> **Task requirements**:
For each line in the records, produce an exact copy.

(Stored data)
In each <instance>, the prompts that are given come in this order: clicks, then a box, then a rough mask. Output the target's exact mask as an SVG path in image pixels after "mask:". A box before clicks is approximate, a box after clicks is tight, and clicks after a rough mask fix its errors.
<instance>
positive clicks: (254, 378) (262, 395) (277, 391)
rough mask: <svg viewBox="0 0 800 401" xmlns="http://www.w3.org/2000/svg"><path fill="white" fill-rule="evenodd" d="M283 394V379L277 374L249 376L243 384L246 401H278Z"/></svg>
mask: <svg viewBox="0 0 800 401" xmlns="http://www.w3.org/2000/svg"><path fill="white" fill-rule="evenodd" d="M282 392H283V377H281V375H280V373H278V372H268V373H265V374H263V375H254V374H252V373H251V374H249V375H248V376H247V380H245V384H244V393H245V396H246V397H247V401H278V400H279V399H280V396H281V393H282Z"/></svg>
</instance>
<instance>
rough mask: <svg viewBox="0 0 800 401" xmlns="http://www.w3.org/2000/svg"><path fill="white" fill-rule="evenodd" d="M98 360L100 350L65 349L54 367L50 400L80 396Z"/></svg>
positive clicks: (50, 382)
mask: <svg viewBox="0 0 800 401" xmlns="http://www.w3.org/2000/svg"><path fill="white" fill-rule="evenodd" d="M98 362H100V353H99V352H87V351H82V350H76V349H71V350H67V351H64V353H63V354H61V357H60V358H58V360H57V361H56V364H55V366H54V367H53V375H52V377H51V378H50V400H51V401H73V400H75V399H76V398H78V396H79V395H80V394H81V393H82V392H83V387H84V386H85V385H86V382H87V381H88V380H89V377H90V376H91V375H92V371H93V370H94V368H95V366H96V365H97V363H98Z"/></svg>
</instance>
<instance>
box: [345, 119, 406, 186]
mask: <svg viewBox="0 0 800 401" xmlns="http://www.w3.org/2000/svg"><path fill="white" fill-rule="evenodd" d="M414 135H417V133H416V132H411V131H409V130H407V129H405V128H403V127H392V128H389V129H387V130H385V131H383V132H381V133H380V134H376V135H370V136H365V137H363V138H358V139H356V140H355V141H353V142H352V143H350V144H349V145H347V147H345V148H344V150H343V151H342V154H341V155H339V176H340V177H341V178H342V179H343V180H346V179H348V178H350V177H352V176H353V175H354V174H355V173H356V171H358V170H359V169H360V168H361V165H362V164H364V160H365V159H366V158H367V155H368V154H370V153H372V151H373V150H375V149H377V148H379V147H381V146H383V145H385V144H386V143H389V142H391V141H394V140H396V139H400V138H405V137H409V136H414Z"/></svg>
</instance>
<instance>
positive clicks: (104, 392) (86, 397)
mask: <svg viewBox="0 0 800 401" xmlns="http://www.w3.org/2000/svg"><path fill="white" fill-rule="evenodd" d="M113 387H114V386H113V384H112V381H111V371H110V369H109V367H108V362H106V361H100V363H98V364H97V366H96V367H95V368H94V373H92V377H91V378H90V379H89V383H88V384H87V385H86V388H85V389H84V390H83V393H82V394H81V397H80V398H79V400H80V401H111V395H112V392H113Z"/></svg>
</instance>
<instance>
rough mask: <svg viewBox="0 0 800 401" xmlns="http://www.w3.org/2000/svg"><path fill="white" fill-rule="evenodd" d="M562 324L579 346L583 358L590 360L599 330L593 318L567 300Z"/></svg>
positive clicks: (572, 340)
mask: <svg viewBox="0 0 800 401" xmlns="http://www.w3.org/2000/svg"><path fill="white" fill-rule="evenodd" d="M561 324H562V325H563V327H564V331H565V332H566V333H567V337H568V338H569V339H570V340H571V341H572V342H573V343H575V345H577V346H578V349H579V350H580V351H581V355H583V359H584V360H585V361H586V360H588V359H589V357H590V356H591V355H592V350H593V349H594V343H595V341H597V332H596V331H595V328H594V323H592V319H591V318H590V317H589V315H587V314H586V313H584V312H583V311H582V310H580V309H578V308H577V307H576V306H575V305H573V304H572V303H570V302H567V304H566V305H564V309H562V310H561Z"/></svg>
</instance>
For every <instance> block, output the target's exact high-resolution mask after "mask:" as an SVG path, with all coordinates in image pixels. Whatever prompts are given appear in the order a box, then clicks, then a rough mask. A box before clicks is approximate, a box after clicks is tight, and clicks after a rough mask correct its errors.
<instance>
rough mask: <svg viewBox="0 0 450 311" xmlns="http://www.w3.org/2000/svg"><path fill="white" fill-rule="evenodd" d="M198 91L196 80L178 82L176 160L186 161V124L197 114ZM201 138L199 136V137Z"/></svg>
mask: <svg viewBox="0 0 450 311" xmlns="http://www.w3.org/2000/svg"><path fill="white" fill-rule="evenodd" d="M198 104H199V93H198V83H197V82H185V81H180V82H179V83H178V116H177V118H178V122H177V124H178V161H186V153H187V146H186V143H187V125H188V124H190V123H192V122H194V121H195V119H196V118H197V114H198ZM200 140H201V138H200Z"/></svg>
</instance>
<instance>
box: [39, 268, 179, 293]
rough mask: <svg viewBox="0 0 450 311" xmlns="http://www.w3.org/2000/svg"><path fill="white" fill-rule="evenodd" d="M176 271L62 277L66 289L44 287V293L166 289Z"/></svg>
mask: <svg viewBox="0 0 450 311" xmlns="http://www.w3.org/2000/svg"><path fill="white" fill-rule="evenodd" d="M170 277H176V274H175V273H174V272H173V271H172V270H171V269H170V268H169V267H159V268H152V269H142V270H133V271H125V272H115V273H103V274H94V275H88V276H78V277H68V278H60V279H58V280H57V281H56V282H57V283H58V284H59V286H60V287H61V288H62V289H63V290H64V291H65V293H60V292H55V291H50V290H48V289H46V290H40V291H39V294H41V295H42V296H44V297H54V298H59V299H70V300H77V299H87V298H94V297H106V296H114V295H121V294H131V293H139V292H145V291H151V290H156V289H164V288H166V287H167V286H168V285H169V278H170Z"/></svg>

> **Task response**:
In each <instance>, the prompts that are given come in this order: clicks, then a box, then a rough mask. Output the target's exact mask as an SVG path in image pixels after "mask:". A box before clicks is approximate, a box after clicks is tight, and clicks after a rough mask fix its errors.
<instance>
positive clicks: (254, 378) (262, 395) (277, 391)
rough mask: <svg viewBox="0 0 800 401" xmlns="http://www.w3.org/2000/svg"><path fill="white" fill-rule="evenodd" d="M283 394V379L277 374L249 376L243 384L246 401H278Z"/></svg>
mask: <svg viewBox="0 0 800 401" xmlns="http://www.w3.org/2000/svg"><path fill="white" fill-rule="evenodd" d="M282 392H283V377H281V375H280V373H278V372H268V373H265V374H263V375H254V374H252V373H251V374H249V375H248V376H247V380H245V384H244V393H245V396H246V397H247V401H278V400H279V399H280V396H281V393H282Z"/></svg>
</instance>
<instance>
rough mask: <svg viewBox="0 0 800 401" xmlns="http://www.w3.org/2000/svg"><path fill="white" fill-rule="evenodd" d="M98 360L100 350L65 349L54 367L50 400L80 396Z"/></svg>
positive clicks: (50, 382)
mask: <svg viewBox="0 0 800 401" xmlns="http://www.w3.org/2000/svg"><path fill="white" fill-rule="evenodd" d="M98 362H100V353H99V352H87V351H82V350H76V349H71V350H67V351H64V353H63V354H61V357H60V358H58V360H57V361H56V364H55V366H54V367H53V375H52V377H51V378H50V400H51V401H73V400H75V399H76V398H78V396H79V395H80V394H81V393H82V392H83V387H84V386H85V385H86V382H87V381H88V380H89V377H90V376H91V375H92V371H93V370H94V368H95V366H96V365H97V363H98Z"/></svg>
</instance>
<instance>
box: [345, 119, 406, 186]
mask: <svg viewBox="0 0 800 401" xmlns="http://www.w3.org/2000/svg"><path fill="white" fill-rule="evenodd" d="M414 135H417V133H416V132H411V131H409V130H407V129H405V128H403V127H392V128H389V129H387V130H385V131H383V132H381V133H380V134H376V135H370V136H365V137H363V138H358V139H356V140H355V141H353V142H352V143H350V144H349V145H347V147H345V148H344V150H343V151H342V154H341V155H339V176H340V177H341V178H342V179H343V180H346V179H348V178H350V177H352V176H353V175H354V174H355V173H356V171H358V170H359V169H360V168H361V165H362V164H364V160H365V159H366V158H367V155H368V154H370V153H372V151H373V150H375V149H377V148H379V147H381V146H383V145H385V144H386V143H389V142H391V141H394V140H396V139H400V138H405V137H409V136H414Z"/></svg>
</instance>
<instance>
positive clicks: (104, 392) (86, 397)
mask: <svg viewBox="0 0 800 401" xmlns="http://www.w3.org/2000/svg"><path fill="white" fill-rule="evenodd" d="M113 387H114V386H113V384H112V381H111V371H110V369H109V367H108V362H106V361H100V363H98V364H97V366H96V367H95V368H94V373H92V377H91V378H90V379H89V383H88V384H87V385H86V388H85V389H84V390H83V393H82V394H81V397H80V398H79V400H80V401H111V395H112V392H113Z"/></svg>
</instance>
<instance>
rough mask: <svg viewBox="0 0 800 401" xmlns="http://www.w3.org/2000/svg"><path fill="white" fill-rule="evenodd" d="M562 324L579 346L583 358L590 360L599 330L593 318L567 300Z"/></svg>
positive clicks: (572, 340)
mask: <svg viewBox="0 0 800 401" xmlns="http://www.w3.org/2000/svg"><path fill="white" fill-rule="evenodd" d="M561 324H562V325H563V327H564V331H565V332H566V333H567V337H568V338H569V339H570V340H571V341H572V342H573V343H575V345H577V346H578V349H579V350H580V351H581V355H583V359H584V360H585V361H586V360H588V359H589V357H590V356H591V355H592V350H593V349H594V343H595V341H597V332H596V331H595V328H594V323H592V319H591V318H590V317H589V315H587V314H586V313H584V312H583V311H582V310H580V309H578V308H577V307H576V306H575V305H573V304H572V303H570V302H567V304H566V305H564V309H562V310H561Z"/></svg>
</instance>
For every <instance> block, output the target's exact high-resolution mask after "mask:" as an SVG path, with all coordinates in image pixels. Whatever prompts are given appear in the order a box, then clicks, then a rough mask. A box before clicks is approximate, a box after clicks is tight, and clicks after a rough mask correct its errors.
<instance>
rough mask: <svg viewBox="0 0 450 311" xmlns="http://www.w3.org/2000/svg"><path fill="white" fill-rule="evenodd" d="M198 91L196 80L178 82L176 160L186 161V124L197 114ZM201 138L199 136V137Z"/></svg>
mask: <svg viewBox="0 0 450 311" xmlns="http://www.w3.org/2000/svg"><path fill="white" fill-rule="evenodd" d="M198 104H199V93H198V83H197V82H185V81H180V82H179V83H178V116H177V118H178V122H177V124H178V161H186V153H187V146H186V143H187V125H188V124H190V123H192V122H194V121H195V119H196V118H197V114H198ZM200 140H201V138H200Z"/></svg>
</instance>
<instance>
box: [39, 268, 179, 293]
rough mask: <svg viewBox="0 0 450 311" xmlns="http://www.w3.org/2000/svg"><path fill="white" fill-rule="evenodd" d="M176 271L62 277L66 289L44 287V293L166 289Z"/></svg>
mask: <svg viewBox="0 0 450 311" xmlns="http://www.w3.org/2000/svg"><path fill="white" fill-rule="evenodd" d="M170 277H176V274H175V273H174V272H173V271H172V270H171V269H170V268H169V267H159V268H152V269H142V270H133V271H125V272H115V273H103V274H94V275H88V276H78V277H68V278H60V279H58V280H57V281H56V282H57V283H58V284H59V286H60V287H61V288H62V289H63V290H64V291H65V293H60V292H55V291H50V290H48V289H46V290H40V291H39V294H41V295H42V296H44V297H54V298H59V299H70V300H77V299H87V298H94V297H106V296H114V295H121V294H131V293H139V292H145V291H151V290H156V289H164V288H166V287H167V286H168V285H169V278H170Z"/></svg>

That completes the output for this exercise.